=== DATA EXTRACT ===
'''

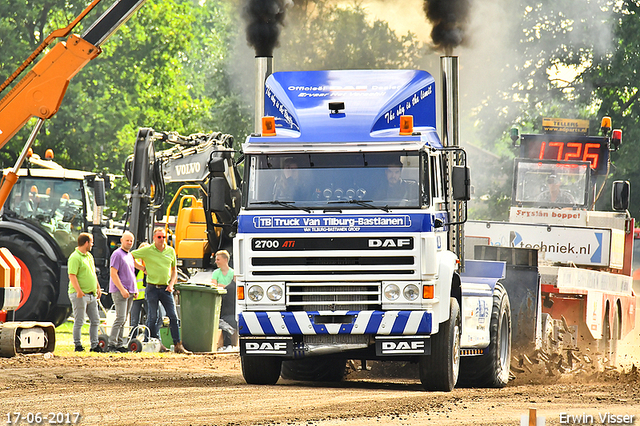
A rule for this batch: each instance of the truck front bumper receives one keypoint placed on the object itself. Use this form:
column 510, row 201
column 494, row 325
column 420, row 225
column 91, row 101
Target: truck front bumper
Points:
column 405, row 323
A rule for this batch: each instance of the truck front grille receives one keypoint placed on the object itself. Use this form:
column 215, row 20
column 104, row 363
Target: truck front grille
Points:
column 332, row 265
column 333, row 296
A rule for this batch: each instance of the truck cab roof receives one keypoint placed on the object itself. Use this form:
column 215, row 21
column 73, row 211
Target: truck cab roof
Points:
column 351, row 106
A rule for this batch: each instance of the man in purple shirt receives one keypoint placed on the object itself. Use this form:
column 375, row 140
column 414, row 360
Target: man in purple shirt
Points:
column 123, row 289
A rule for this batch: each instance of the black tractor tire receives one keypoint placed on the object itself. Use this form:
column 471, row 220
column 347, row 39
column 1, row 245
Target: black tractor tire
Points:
column 261, row 370
column 491, row 369
column 439, row 371
column 314, row 369
column 40, row 273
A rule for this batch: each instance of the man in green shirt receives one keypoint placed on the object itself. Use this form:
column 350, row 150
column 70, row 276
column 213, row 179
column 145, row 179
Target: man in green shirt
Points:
column 160, row 266
column 84, row 292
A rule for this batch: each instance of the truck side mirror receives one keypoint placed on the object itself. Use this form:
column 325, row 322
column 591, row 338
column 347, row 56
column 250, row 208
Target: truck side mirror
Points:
column 461, row 183
column 99, row 191
column 620, row 195
column 217, row 193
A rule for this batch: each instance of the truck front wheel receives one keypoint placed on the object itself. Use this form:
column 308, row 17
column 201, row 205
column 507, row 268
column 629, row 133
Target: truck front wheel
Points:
column 439, row 371
column 491, row 369
column 261, row 370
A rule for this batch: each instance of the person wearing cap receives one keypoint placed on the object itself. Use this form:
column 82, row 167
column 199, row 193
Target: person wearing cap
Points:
column 286, row 186
column 84, row 292
column 554, row 193
column 123, row 289
column 395, row 188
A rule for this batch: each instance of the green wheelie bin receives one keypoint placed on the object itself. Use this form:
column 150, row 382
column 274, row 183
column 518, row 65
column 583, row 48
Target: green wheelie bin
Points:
column 200, row 314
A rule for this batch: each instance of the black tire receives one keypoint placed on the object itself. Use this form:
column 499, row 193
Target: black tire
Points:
column 491, row 369
column 135, row 345
column 103, row 342
column 439, row 371
column 38, row 274
column 261, row 370
column 314, row 369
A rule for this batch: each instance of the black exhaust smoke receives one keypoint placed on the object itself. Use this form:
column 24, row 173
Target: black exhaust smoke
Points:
column 449, row 19
column 264, row 19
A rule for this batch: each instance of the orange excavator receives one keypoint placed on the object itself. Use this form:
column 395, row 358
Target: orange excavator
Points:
column 38, row 94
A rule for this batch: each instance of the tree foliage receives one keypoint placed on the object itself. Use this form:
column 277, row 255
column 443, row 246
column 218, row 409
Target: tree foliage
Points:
column 321, row 35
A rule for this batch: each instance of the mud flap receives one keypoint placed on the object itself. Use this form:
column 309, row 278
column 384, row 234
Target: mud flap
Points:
column 403, row 345
column 266, row 346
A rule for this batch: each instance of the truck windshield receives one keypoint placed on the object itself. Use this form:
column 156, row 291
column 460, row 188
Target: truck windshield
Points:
column 334, row 180
column 551, row 184
column 53, row 204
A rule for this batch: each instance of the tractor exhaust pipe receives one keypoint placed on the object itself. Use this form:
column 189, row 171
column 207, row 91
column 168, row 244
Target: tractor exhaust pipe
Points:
column 449, row 79
column 264, row 68
column 451, row 139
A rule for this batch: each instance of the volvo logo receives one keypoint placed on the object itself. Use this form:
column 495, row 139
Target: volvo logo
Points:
column 390, row 242
column 186, row 169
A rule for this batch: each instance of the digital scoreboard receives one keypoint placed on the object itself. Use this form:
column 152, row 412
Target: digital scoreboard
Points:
column 594, row 149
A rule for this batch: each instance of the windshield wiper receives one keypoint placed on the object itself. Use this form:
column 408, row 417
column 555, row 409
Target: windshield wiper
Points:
column 363, row 203
column 287, row 204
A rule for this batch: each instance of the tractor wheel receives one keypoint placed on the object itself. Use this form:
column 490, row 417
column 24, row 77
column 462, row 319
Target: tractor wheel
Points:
column 439, row 371
column 38, row 279
column 314, row 369
column 491, row 369
column 261, row 370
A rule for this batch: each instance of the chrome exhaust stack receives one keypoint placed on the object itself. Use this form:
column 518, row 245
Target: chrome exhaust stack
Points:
column 264, row 68
column 449, row 80
column 451, row 139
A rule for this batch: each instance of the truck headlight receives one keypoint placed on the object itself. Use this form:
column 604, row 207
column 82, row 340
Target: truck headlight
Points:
column 392, row 292
column 274, row 293
column 411, row 292
column 255, row 293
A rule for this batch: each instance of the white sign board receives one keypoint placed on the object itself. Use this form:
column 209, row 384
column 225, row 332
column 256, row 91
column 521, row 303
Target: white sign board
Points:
column 581, row 246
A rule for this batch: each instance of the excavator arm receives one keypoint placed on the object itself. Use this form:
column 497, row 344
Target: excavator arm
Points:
column 40, row 92
column 204, row 161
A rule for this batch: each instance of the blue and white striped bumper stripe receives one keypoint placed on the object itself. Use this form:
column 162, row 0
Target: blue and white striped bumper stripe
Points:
column 365, row 322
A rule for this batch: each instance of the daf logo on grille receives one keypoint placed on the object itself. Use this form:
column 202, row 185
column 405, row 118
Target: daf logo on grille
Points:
column 390, row 242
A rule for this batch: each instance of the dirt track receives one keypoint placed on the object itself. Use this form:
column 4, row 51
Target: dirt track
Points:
column 145, row 389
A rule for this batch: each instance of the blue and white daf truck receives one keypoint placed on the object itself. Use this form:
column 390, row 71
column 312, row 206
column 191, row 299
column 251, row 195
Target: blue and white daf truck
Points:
column 348, row 233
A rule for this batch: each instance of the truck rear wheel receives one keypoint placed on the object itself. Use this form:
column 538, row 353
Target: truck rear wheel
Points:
column 38, row 279
column 439, row 371
column 491, row 369
column 314, row 369
column 261, row 370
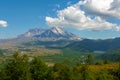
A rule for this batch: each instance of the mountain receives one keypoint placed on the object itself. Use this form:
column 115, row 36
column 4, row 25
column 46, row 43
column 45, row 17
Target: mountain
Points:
column 36, row 34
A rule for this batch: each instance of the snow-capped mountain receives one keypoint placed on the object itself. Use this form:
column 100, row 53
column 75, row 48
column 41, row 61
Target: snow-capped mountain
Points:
column 52, row 34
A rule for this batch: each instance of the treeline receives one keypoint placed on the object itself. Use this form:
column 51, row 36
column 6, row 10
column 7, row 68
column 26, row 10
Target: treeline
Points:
column 20, row 67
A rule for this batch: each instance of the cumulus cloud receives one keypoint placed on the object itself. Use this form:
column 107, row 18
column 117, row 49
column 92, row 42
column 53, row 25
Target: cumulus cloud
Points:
column 3, row 23
column 74, row 16
column 103, row 8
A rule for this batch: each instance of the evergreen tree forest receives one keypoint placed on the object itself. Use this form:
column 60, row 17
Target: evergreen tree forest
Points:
column 20, row 67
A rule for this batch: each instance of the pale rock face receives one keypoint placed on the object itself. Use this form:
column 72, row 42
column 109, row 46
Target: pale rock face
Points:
column 55, row 33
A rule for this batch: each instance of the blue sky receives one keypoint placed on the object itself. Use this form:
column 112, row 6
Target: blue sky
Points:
column 22, row 15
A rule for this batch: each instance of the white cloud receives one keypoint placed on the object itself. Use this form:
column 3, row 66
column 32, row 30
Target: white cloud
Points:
column 3, row 23
column 73, row 16
column 103, row 8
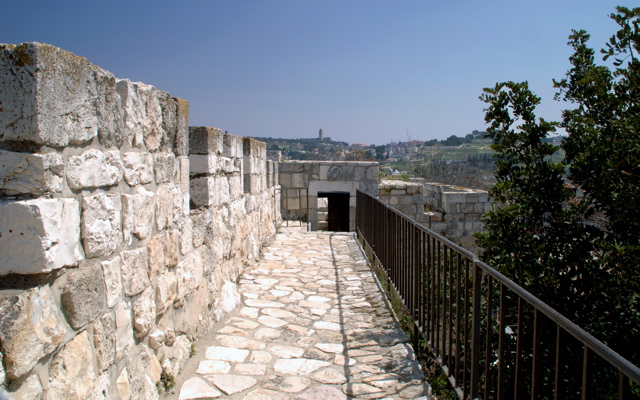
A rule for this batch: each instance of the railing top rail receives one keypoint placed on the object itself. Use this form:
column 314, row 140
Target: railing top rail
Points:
column 615, row 359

'''

=== WRITTEN EXERCISE ===
Rewrite the rows starting at the line that has "A rule for this batch: each instance of the evergreen" and stopping after the line that has "column 22, row 15", changing every "keypoint" to "marker" and leaving everything else as it is.

=== WRITTEN ANSWER ===
A rule for this batch: each instance of the evergreen tree forest receives one marker placed on the object itself. Use this form:
column 60, row 17
Target: evergreen tree forest
Points:
column 20, row 67
A rule for this batch: each instance of the pale rock face receives one marker placed on the object itself. Use this form:
column 72, row 42
column 109, row 46
Target: pale rock face
Points:
column 55, row 33
A rule for this batch: each instance of the blue sky receives one marker placed on the object itself. Use this form:
column 112, row 6
Target: blue sky
Points:
column 22, row 15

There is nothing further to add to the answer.